>> Start Records
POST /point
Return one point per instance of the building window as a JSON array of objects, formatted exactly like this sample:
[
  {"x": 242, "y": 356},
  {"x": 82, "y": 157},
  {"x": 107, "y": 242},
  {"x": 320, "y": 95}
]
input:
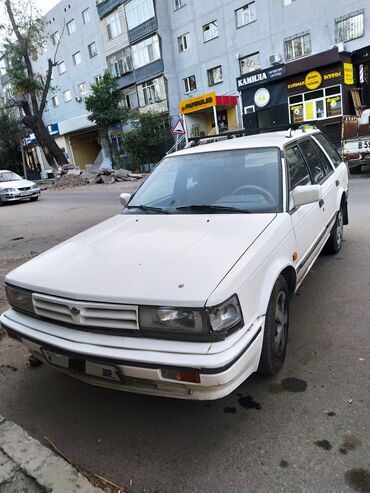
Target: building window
>> End Records
> _Given request_
Can you print every row above verbatim, leaving the pictures out?

> _Complete response_
POST /point
Return one point per instance of the building window as a JSON array of objects, formatted exactly like this sample:
[
  {"x": 242, "y": 356},
  {"x": 82, "y": 157},
  {"x": 107, "y": 242},
  {"x": 320, "y": 95}
]
input:
Target: building window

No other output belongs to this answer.